Task statement: The full set of entries below must be returned exactly as shown.

Input data:
# # # #

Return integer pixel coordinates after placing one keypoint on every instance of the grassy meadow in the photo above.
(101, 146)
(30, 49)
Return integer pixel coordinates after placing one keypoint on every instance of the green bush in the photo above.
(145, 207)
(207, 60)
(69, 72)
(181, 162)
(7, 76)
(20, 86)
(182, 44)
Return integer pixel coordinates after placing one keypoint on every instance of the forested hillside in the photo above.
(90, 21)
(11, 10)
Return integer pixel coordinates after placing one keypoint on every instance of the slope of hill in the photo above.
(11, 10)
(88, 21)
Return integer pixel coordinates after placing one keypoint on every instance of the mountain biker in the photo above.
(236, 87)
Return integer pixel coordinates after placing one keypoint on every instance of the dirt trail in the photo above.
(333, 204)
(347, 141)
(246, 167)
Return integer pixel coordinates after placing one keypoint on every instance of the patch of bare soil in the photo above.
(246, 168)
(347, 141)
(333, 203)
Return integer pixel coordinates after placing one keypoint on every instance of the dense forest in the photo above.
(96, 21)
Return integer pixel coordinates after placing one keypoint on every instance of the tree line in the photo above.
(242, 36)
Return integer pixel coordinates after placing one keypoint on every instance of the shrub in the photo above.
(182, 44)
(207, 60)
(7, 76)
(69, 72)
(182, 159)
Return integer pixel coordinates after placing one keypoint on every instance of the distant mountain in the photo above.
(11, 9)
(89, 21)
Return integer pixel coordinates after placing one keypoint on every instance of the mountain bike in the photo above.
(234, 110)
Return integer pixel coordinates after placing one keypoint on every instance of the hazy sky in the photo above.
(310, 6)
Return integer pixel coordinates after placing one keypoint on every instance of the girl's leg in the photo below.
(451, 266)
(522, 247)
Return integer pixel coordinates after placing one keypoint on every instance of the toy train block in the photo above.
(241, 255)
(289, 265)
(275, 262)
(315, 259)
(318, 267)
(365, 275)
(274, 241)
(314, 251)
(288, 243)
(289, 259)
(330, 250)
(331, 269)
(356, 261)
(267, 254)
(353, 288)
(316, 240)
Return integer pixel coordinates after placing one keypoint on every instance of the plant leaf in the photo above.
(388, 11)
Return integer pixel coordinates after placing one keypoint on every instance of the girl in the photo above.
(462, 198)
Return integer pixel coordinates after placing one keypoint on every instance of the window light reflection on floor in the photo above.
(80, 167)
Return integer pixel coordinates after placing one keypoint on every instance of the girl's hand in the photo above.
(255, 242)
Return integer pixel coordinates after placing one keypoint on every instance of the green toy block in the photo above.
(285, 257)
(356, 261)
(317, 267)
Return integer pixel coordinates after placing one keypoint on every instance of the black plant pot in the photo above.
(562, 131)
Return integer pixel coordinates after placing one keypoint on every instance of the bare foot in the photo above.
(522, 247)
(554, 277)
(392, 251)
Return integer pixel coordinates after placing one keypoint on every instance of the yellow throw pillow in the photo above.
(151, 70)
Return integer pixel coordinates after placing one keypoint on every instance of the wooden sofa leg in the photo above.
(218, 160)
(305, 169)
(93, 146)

# # # #

Solution for this exercise:
Return integer pixel coordinates after placing one keypoint on every instance of the grassy meadow in the photo above.
(101, 146)
(30, 49)
Return integer pixel coordinates after placing one keypoint on every instance of the green bush in the photo above.
(145, 207)
(207, 60)
(69, 72)
(181, 162)
(7, 76)
(20, 86)
(182, 44)
Return integer pixel coordinates after placing one keypoint on every instance of the forested hillside in the photo above.
(90, 21)
(11, 10)
Return integer pixel coordinates after placing one keypoint on every instance of the slope of hill in the photo above.
(11, 10)
(88, 21)
Return integer pixel coordinates after placing one keypoint on every instance of the mountain biker in the photo above.
(236, 87)
Return integer pixel coordinates after placing one keypoint on every instance of the dirt trail in the photo above.
(333, 204)
(347, 141)
(246, 167)
Return integer pixel coordinates after placing one keypoint on every instance of the patch of bare soil in the photo above.
(246, 168)
(347, 141)
(333, 203)
Return integer pixel coordinates after placing one keypoint on every instance of the dense forest in the photo above.
(96, 21)
Return integer pixel coordinates after placing one keypoint on every instance of the tree line in the photo above.
(242, 36)
Return integer pixel coordinates after placing one keypoint on every instance of the shrub in the photo above.
(182, 44)
(207, 60)
(7, 76)
(69, 72)
(182, 159)
Return integer pixel coordinates after placing one keypoint on every instance of the distant mountain in the photo above.
(11, 9)
(89, 21)
Return integer pixel coordinates after placing one keypoint on every instance of the mountain bike in the photo above.
(234, 110)
Return integer pixel coordinates after placing one keypoint on every instance of the hazy sky in the photo above.
(310, 6)
Return integer pixel coordinates after placing one keypoint on every instance of the girl's leg in the photo below.
(451, 266)
(522, 247)
Return integer pixel coordinates after placing one keypoint on every instance of the toy train block in the photo above.
(241, 255)
(289, 265)
(275, 262)
(315, 259)
(318, 267)
(365, 275)
(274, 241)
(314, 251)
(288, 243)
(289, 259)
(330, 250)
(331, 269)
(356, 261)
(267, 254)
(353, 288)
(316, 240)
Return integer pixel coordinates after placing one keypoint on every instance of the plant leaf in the photo above.
(388, 11)
Return integer pixel coordinates after placing one keypoint on every instance of the girl in the photo above.
(462, 198)
Return integer pixel coordinates after placing one keypoint on every instance of the window light reflection on floor in the photo above.
(80, 167)
Return integer pixel coordinates after placing one keypoint on every instance of the girl's hand in the photo above.
(255, 242)
Return integer pixel coordinates after placing one keypoint on every instance of the green toy block in the photo above.
(285, 257)
(356, 261)
(317, 267)
Return integer pixel coordinates after placing one keypoint on every instance of the black plant pot in the photo above.
(562, 131)
Return integer pixel coordinates after placing one keypoint on every instance of the bare foot in the photo above.
(522, 247)
(554, 277)
(392, 251)
Return integer pixel coordinates after placing one keypoint on every instance of the yellow throw pillow in the photo above.
(151, 70)
Return integer pixel coordinates after placing one keypoint on every instance of the wooden sofa leg in the photo above.
(218, 160)
(305, 169)
(93, 146)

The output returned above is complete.